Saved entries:
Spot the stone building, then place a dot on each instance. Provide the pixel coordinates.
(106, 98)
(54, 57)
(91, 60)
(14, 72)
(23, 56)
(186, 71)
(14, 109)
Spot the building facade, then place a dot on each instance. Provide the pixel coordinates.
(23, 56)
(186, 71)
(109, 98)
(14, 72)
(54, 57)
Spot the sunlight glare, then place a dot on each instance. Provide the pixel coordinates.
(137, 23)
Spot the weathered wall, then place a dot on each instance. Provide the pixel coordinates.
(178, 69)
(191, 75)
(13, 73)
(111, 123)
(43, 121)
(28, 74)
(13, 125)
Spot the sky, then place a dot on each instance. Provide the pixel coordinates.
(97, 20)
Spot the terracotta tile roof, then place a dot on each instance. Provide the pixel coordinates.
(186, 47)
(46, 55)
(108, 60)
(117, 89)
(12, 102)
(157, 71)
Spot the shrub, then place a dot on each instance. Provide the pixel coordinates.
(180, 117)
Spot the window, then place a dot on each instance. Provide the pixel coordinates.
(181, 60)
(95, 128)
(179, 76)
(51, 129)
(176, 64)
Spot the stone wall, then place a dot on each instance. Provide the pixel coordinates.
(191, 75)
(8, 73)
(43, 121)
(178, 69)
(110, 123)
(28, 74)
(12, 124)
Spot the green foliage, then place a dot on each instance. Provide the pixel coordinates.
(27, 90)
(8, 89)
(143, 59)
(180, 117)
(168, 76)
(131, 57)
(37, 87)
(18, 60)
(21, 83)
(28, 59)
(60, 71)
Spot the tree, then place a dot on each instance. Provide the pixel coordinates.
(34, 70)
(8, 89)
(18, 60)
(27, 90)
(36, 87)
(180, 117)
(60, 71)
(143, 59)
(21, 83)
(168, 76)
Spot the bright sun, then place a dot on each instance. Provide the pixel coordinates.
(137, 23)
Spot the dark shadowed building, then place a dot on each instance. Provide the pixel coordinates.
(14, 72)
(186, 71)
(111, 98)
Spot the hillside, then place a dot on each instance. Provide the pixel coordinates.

REQUIRED WORK.
Repeat the data above word for word, with every line and nothing left out.

COMPLETED TASK.
Spot the stone building, then place a dot on each instance. Provide the pixel coordinates.
(106, 98)
(54, 57)
(91, 60)
(14, 72)
(23, 56)
(186, 71)
(14, 109)
Spot the building facade, then place a dot on each instance. Provide the pixel coordinates.
(23, 56)
(186, 71)
(109, 98)
(14, 72)
(54, 57)
Spot the sunlight glare, then place a dot on each instance. Provide the pixel coordinates.
(137, 23)
Spot the weathered wall, then place a dot on each instance. Provide the pixel coordinates.
(178, 69)
(191, 75)
(13, 73)
(111, 123)
(43, 121)
(28, 74)
(13, 125)
Spot the sky, then place a dot on each instance. Provide the pixel coordinates.
(97, 20)
Spot the terracotta tile roof, then place a dot on each instance. Provide the pixel coordinates.
(186, 47)
(46, 55)
(108, 60)
(117, 89)
(12, 102)
(157, 71)
Spot the shrub, then place a dot on each instance. Provide the pixel coordinates.
(180, 117)
Spot the window, then place a dot on each instance. Provide the pixel coordinates.
(181, 60)
(95, 128)
(179, 76)
(51, 129)
(176, 64)
Spot the stone wall, then place a dot on each instance. Provide the pixel coordinates.
(191, 75)
(8, 73)
(43, 121)
(178, 69)
(110, 123)
(28, 74)
(12, 124)
Spot the green foliage, then place a dot on each instance. Provide the pixel coordinates.
(27, 90)
(8, 89)
(143, 59)
(180, 117)
(168, 76)
(131, 57)
(37, 87)
(18, 60)
(21, 83)
(28, 59)
(60, 71)
Spot the tree, then place a dot on each instance. Provide the pixel coordinates.
(34, 70)
(8, 89)
(18, 60)
(27, 90)
(36, 87)
(180, 117)
(60, 71)
(143, 59)
(21, 83)
(168, 76)
Spot the bright sun, then place a dot on each instance. Provide the pixel coordinates.
(137, 23)
Spot the dark shadowed building, then place a dot on each instance. Provide the pixel coordinates.
(14, 72)
(186, 71)
(111, 98)
Spot the hillside, then place a dot on each instance. Provide the pixel coordinates.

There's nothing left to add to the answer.